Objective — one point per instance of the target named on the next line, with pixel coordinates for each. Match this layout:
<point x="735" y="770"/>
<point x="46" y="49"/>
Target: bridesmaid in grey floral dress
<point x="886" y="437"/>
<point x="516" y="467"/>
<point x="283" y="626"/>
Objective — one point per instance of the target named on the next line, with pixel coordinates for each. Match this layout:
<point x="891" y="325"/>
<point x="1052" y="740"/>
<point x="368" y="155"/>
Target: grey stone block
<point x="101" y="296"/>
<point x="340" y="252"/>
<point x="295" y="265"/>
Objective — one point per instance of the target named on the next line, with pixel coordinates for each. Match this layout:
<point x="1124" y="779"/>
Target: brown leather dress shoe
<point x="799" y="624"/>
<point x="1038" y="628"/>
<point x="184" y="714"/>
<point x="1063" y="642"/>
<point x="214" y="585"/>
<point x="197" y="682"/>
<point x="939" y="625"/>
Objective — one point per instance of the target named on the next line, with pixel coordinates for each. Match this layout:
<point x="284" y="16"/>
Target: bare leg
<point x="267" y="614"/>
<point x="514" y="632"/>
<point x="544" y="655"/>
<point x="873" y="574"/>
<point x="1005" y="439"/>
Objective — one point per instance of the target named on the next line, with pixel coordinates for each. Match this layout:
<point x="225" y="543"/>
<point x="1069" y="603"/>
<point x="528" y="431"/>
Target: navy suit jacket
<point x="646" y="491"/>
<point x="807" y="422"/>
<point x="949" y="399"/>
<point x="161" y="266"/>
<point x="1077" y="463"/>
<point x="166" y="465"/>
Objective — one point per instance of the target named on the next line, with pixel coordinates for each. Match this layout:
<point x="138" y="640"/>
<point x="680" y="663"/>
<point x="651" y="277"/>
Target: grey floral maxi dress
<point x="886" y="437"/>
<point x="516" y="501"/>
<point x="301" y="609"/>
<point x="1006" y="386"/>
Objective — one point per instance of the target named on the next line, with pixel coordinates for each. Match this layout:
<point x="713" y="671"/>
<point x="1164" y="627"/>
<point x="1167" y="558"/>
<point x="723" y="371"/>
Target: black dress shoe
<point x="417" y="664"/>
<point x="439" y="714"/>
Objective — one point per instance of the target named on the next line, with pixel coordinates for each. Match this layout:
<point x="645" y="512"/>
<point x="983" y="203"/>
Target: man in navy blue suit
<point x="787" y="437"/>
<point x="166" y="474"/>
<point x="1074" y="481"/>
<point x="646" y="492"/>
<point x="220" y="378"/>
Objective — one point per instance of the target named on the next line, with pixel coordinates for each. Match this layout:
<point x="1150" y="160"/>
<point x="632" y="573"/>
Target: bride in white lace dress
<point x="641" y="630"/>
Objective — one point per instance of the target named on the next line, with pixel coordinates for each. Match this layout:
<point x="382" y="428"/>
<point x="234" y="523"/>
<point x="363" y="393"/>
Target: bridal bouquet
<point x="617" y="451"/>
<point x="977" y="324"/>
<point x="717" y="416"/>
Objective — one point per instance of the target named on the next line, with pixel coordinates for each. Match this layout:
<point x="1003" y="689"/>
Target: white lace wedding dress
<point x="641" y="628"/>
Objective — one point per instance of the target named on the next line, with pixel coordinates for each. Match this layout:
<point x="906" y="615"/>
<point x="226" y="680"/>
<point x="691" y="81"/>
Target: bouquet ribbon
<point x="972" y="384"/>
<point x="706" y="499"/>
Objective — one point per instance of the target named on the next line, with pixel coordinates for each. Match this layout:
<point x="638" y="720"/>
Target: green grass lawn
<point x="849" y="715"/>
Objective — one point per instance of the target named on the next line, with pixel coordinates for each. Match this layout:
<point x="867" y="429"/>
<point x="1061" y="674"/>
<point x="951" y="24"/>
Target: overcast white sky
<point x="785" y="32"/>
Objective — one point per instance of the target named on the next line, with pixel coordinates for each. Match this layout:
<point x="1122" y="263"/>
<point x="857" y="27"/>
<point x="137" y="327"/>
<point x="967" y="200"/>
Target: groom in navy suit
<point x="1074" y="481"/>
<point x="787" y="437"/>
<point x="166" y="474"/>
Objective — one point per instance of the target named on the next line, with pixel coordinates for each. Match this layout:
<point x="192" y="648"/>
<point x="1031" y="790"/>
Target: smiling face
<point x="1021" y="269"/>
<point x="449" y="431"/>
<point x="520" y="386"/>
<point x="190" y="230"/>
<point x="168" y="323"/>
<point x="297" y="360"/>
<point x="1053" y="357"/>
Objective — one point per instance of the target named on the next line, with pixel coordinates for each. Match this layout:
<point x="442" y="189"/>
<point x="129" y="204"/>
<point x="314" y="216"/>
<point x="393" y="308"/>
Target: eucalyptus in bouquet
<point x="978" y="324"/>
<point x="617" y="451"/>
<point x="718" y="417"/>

|---|

_EXERCISE PROMPT_
Go through the listing and write out each line exactly.

_WRITTEN RESPONSE_
Objective — one point per instance of the target named on the next line, with pixel coordinates for each. Match this layout:
<point x="735" y="770"/>
<point x="46" y="49"/>
Target: bridesmaid in grey floral dress
<point x="886" y="437"/>
<point x="516" y="467"/>
<point x="283" y="626"/>
Objective — one point per instance of the target named on the next line, with pixel coordinates for each. Match this layout:
<point x="891" y="325"/>
<point x="1052" y="740"/>
<point x="368" y="155"/>
Target: grey stone block
<point x="101" y="296"/>
<point x="340" y="252"/>
<point x="295" y="265"/>
Objective — one point per instance of the target named on the next line, with pixel coordinates for each. Match this layout:
<point x="1124" y="779"/>
Target: brown leather dress shoe
<point x="799" y="624"/>
<point x="1038" y="628"/>
<point x="184" y="714"/>
<point x="1063" y="642"/>
<point x="214" y="585"/>
<point x="197" y="682"/>
<point x="939" y="625"/>
Objective — one point per instance of the target named on the next line, with pixel coordinates for each. Match this layout:
<point x="284" y="16"/>
Target: bare leg
<point x="267" y="614"/>
<point x="514" y="632"/>
<point x="544" y="655"/>
<point x="873" y="574"/>
<point x="1005" y="439"/>
Objective — one point per instance of the target named on the next line, with pixel coordinates for each. Match this layout:
<point x="225" y="543"/>
<point x="1069" y="603"/>
<point x="528" y="431"/>
Target: navy suit jacket
<point x="646" y="491"/>
<point x="807" y="422"/>
<point x="949" y="399"/>
<point x="161" y="266"/>
<point x="1077" y="463"/>
<point x="166" y="465"/>
Objective — one point per instance of the target named on the next line, with pixel coordinates for each. Match this layout:
<point x="138" y="640"/>
<point x="680" y="663"/>
<point x="651" y="277"/>
Target: grey floral maxi dress
<point x="886" y="437"/>
<point x="516" y="501"/>
<point x="301" y="609"/>
<point x="1006" y="386"/>
Objective — one point per instance of the target named on the next line, with pixel coordinates for each. Match this layout:
<point x="713" y="671"/>
<point x="1164" y="627"/>
<point x="1167" y="558"/>
<point x="723" y="371"/>
Target: black dress shoe
<point x="417" y="664"/>
<point x="439" y="714"/>
Objective — one point per instance of the target named on the next line, with pixel coordinates for each. Match this layout:
<point x="645" y="512"/>
<point x="983" y="203"/>
Target: man in navy blue suit
<point x="787" y="437"/>
<point x="166" y="474"/>
<point x="1074" y="481"/>
<point x="646" y="492"/>
<point x="220" y="378"/>
Objective — one point per instance of the target named on the next line, with pixel coordinates for each. Match this layout:
<point x="1150" y="160"/>
<point x="632" y="573"/>
Target: bride in white lace dress
<point x="641" y="630"/>
Objective — one point per instance of the target named on the next line, with pixel coordinates for each. Match this layout:
<point x="382" y="428"/>
<point x="234" y="523"/>
<point x="363" y="393"/>
Target: bridal bouquet
<point x="617" y="451"/>
<point x="977" y="324"/>
<point x="717" y="416"/>
Objective — one point per instance of the target named on the next line, with pixel coordinates for each. Match this layout:
<point x="1003" y="689"/>
Target: white lace wedding dress
<point x="641" y="628"/>
Objective — one point per instance of the target named on the next line, with pixel coordinates for each. Match this layout:
<point x="906" y="615"/>
<point x="226" y="680"/>
<point x="691" y="81"/>
Target: bouquet ribbon
<point x="972" y="384"/>
<point x="706" y="499"/>
Objective — one point per instance of the target named on the next line, with pixel coordinates for each. Match this layout:
<point x="638" y="720"/>
Target: green grass lawn
<point x="849" y="715"/>
Objective — one point per instance of the target named on the next line, with pixel coordinates for each. Match this layout:
<point x="867" y="429"/>
<point x="1061" y="674"/>
<point x="951" y="24"/>
Target: overcast white sky
<point x="785" y="32"/>
Objective — one point per instance of the target named on the next line, with pixel coordinates for each. Match this layout:
<point x="1122" y="263"/>
<point x="857" y="27"/>
<point x="137" y="327"/>
<point x="967" y="200"/>
Target: groom in navy suit
<point x="1074" y="481"/>
<point x="787" y="437"/>
<point x="166" y="474"/>
Objective — one point per instance of the target named on the next line, with pixel coordinates for each. Match this layout:
<point x="192" y="648"/>
<point x="1031" y="790"/>
Target: smiling face
<point x="1021" y="269"/>
<point x="449" y="431"/>
<point x="520" y="386"/>
<point x="190" y="230"/>
<point x="168" y="323"/>
<point x="297" y="360"/>
<point x="1053" y="357"/>
Objective — one point per instance of the target named on the next line, with pixel coordinates for each. Match this layout:
<point x="442" y="189"/>
<point x="129" y="204"/>
<point x="314" y="216"/>
<point x="393" y="308"/>
Target: eucalyptus in bouquet
<point x="978" y="324"/>
<point x="617" y="451"/>
<point x="718" y="417"/>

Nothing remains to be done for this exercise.